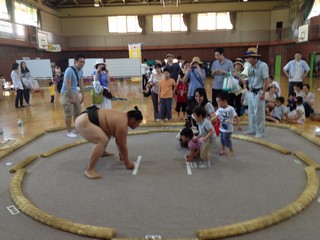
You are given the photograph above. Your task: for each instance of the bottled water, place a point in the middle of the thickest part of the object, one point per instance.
(1, 135)
(20, 126)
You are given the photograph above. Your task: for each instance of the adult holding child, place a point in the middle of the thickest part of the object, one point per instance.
(99, 125)
(258, 74)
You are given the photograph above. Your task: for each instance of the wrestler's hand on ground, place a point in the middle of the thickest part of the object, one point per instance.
(129, 165)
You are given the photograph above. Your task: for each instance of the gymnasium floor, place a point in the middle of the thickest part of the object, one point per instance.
(160, 197)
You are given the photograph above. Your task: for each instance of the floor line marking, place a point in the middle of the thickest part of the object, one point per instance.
(189, 172)
(136, 166)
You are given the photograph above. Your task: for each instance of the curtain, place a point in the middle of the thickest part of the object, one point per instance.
(142, 23)
(39, 18)
(301, 15)
(10, 9)
(186, 20)
(308, 6)
(233, 19)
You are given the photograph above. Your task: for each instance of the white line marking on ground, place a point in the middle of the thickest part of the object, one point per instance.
(297, 161)
(189, 172)
(136, 166)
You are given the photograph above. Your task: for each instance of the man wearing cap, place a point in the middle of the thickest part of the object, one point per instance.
(73, 76)
(174, 67)
(258, 74)
(196, 77)
(296, 70)
(220, 67)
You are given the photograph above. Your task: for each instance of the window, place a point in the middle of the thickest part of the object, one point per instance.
(315, 11)
(25, 15)
(123, 24)
(214, 21)
(6, 27)
(3, 10)
(168, 23)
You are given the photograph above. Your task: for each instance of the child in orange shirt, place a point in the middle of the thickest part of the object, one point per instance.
(166, 90)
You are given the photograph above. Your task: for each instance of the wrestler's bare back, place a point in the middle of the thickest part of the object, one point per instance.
(111, 121)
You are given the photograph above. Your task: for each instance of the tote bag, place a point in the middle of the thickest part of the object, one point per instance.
(227, 83)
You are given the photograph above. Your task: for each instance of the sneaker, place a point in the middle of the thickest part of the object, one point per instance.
(72, 135)
(249, 133)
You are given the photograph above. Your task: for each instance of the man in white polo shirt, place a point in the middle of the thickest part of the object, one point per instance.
(296, 70)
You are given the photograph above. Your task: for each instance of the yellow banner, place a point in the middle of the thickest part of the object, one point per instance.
(135, 52)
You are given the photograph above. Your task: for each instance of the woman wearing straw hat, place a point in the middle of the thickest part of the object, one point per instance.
(100, 77)
(235, 99)
(195, 75)
(258, 74)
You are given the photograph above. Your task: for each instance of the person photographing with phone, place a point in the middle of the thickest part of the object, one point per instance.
(195, 76)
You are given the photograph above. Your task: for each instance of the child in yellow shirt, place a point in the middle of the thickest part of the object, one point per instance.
(51, 91)
(166, 90)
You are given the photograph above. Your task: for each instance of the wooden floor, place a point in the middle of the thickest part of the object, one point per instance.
(42, 114)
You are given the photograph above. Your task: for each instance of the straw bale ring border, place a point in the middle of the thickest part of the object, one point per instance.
(302, 202)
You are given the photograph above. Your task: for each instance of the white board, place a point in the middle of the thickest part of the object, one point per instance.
(124, 67)
(303, 32)
(88, 67)
(39, 68)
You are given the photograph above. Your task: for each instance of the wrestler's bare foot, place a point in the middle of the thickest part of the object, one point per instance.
(107, 154)
(92, 174)
(130, 165)
(231, 153)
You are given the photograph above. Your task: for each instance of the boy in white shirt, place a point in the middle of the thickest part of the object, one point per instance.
(226, 115)
(297, 116)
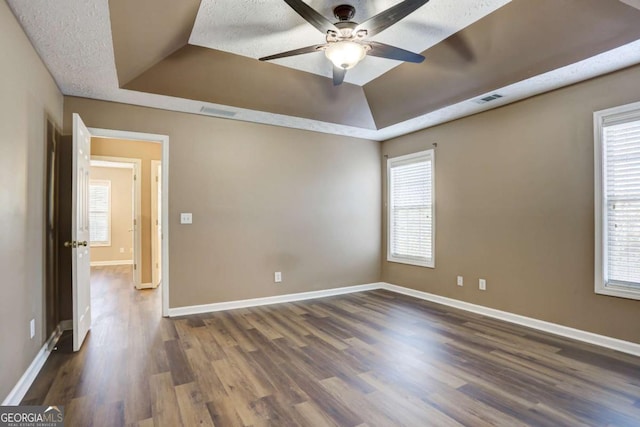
----------
**Problem to solve:**
Format the records above as a numbered list, one line per item, with blank lines and pictures left out.

**Solution for this exercise:**
1. You are given the photograph above. Your task: for each instance of the bottled water, place a point in the middle of the thickest part of the object, one point per instance.
2. (1, 135)
3. (20, 126)
4. You are given the photograph above. Your task: for each instance of the adult holding child, place a point in the middle of the thickest part of the object, one point per instance.
5. (99, 125)
6. (258, 74)
7. You are given the photograph above. Your task: for each instance of the wrestler's hand on ground, place a point in the middle of the thickest part of the object, one point per instance.
8. (129, 165)
9. You are given the photograph above. Your task: for each instance of the gymnasium floor, place a point in the middle of the thickest part of the object, one point per instance.
10. (160, 197)
11. You are given the photograph above. Your task: for each instance of the floor line marking, place a point in the middle of the thickest part of the object, one point per instance.
12. (189, 172)
13. (136, 166)
14. You are given the photograph above. Your task: for each instance of the curtain, place a point in the middle of the thickest part of the object, one point per instance.
15. (142, 23)
16. (39, 18)
17. (301, 15)
18. (10, 9)
19. (186, 20)
20. (308, 6)
21. (233, 19)
22. You are given the photograph above. Your task: for each instance of the white line marking on ground, place a point in the middle of the thickest part of the object, one point per instance.
23. (297, 161)
24. (189, 172)
25. (136, 166)
26. You are given the photograph above. Your task: for each instance of the man wearing cap, place a point in the middle of the thickest part of the object, one point per instance.
27. (73, 76)
28. (174, 67)
29. (258, 74)
30. (196, 77)
31. (296, 70)
32. (220, 67)
33. You are given the photograph above. Your task: for each instance of the window, place a point in the middle of the thickest part of the object, one point per instance.
34. (315, 11)
35. (25, 15)
36. (123, 24)
37. (214, 21)
38. (6, 27)
39. (3, 10)
40. (168, 23)
41. You are given the photograph above. Your task: for each instance of the child in orange shirt, place a point in the middle of the thickest part of the object, one point per instance.
42. (166, 90)
43. You are given the photograph above. Your task: for each instance of the wrestler's bare back, place a point in the middle of the thickest part of the object, one point per instance.
44. (111, 121)
45. You are given the photograph above. Your task: for each instance of the tote bag, place a point in the middle of the thickest part of the object, one point per instance.
46. (227, 83)
47. You are given the photograph above. Your task: for each instance of the sneaker, place a point in the middle of the thickest part of the object, one point per instance.
48. (72, 135)
49. (249, 133)
50. You are given the photograph above. Your task: for each instance of the man in white polo shirt, place a point in the middle of the thickest part of the object, one point per instance.
51. (296, 70)
52. You are given the photograph above. Your task: for each instance of the yellow banner, place a point in the middle of the thickest part of the object, one point per instance.
53. (135, 52)
54. You are given the photograph above. Your task: for each instance of the woman wearing straw hat, place a point in the middle of the thickest part of the object, one point per instance.
55. (100, 77)
56. (235, 99)
57. (195, 75)
58. (258, 74)
59. You are given the photograph above. Your task: for each instance of the person photographing with phone, place a point in the middle of the thickest part of the object, one point per instance.
60. (195, 76)
61. You are given the photograph above. Your task: for each instance of the child in yellow shirt, place a point in the middle of the thickest part of the object, one point per instance.
62. (51, 91)
63. (166, 90)
64. You are given the photograph above. Your task: for each instance of the wooden floor, place a point in the middle of the thickest part of the object, one point per instance.
65. (42, 114)
66. You are given the photograph above. Your task: for each instance of the straw bale ring border, place a point in the middle of the thickest part of the object, one point per instance.
67. (302, 202)
68. You are given the photograph above. Your task: for each instance of the white board, place a point in the middle of the thickest part of the object, one point per instance.
69. (124, 67)
70. (303, 32)
71. (88, 67)
72. (39, 68)
73. You are given the photograph above. Your task: for each instance of the wrestler's bare foot, place a point in the middle of the thickest part of the object, one point per instance.
74. (107, 154)
75. (92, 174)
76. (130, 165)
77. (231, 153)
78. You are given the photograph above. Your task: for each instance of the boy in white shirt, place a point in the middle of the thickest part of the object, one point per instance.
79. (226, 115)
80. (297, 116)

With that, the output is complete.